### CONSIGNE A
D'après le texte à lire, pourquoi l'auteur estime-t-il avoir déjà atteint son but en posant la question comme il l'a fait ? Répondez en une à trois phrases.
### CONSIGNE B
Relevez, dans le texte à lire, tout ce que la parole de Dieu prédit ou déclare selon l'auteur.

### TEXTE À LIRE
↓↓↓

Mais notre frère n’ayant ni compris ni saisi ce qui est affirmé dans le traité, raisonne contre des choses qui ne s’y trouvent pas.

Je m’explique sur ces points.

Il insiste sur ce que l’économie n’est pas retranchée[2]. Je ne le crois pas non plus. Je distingue comme lui entre l’abolition d’un état de choses par le Seigneur, « et le cas où cet état de choses a cessé d’exister par la négligence ou la malice de l’homme. » Ce que j’ai proposé à l’examen des frères, c’est : Quelle est la volonté de Dieu dans ce dernier cas ? En posant la question de cette manière, je puis dire que j’ai déjà atteint mon but, car je suis pleinement convaincu que le St. Esprit éclairera les Saints. Je dois dire aussi que je ne crois pas même que l’apostasie soit à son comble. Il y en a qui appliquent le second chapitre de la seconde aux Thessaloniciens au système romain ; ceux-là ne peuvent pas nier que l’apostasie ne soit déjà arrivée.

Le point important sur lequel j’insiste, c’est que la parole de Dieu prédit une apostasie et un retranchement, et qu’elle nous dit que si les Gentils ne persévèrent point dans la bonté de Dieu, ils seront retranchés. Or, si l’état de choses que Dieu avait établi a cessé d’exister par la négligence ou par la malice des hommes, il est évident qu’ils n’ont pas persévéré dans la bonté de Dieu.

↑↑↑

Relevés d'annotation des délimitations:

↓↓↓

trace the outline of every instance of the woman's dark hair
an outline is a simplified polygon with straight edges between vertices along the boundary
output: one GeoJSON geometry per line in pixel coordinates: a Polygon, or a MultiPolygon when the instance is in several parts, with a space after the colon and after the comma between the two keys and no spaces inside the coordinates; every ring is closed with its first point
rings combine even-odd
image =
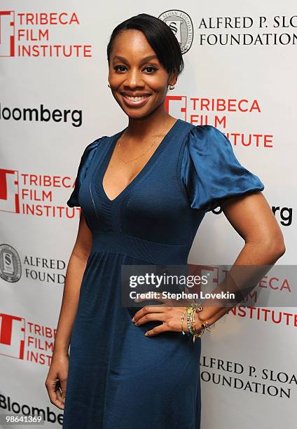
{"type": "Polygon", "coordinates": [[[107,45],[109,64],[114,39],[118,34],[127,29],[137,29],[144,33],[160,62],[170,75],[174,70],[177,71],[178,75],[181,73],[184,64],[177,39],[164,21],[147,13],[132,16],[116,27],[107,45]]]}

↑↑↑
↓↓↓

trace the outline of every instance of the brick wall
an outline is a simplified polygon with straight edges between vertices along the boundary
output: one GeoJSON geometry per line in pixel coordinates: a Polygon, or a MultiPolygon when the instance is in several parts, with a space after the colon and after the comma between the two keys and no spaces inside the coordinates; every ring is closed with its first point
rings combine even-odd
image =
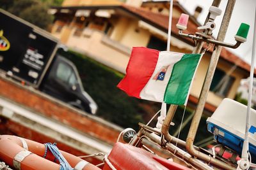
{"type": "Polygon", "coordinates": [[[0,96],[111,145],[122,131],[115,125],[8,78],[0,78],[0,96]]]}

↑↑↑
↓↓↓

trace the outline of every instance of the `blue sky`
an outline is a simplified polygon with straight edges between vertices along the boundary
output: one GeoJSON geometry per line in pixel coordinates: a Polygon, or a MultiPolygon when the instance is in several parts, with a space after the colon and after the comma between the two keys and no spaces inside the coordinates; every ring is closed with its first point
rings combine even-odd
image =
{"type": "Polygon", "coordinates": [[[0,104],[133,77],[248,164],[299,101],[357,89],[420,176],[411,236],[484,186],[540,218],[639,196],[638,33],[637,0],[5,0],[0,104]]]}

↑↑↑

### RÉPONSE A
L'auteur estime avoir déjà atteint son but parce qu'il est pleinement convaincu que le Saint-Esprit éclairera les Saints.

### RÉPONSE B
- Une apostasie
- Un retranchement
- Que si les Gentils ne persévèrent point dans la bonté de Dieu, ils seront retranchés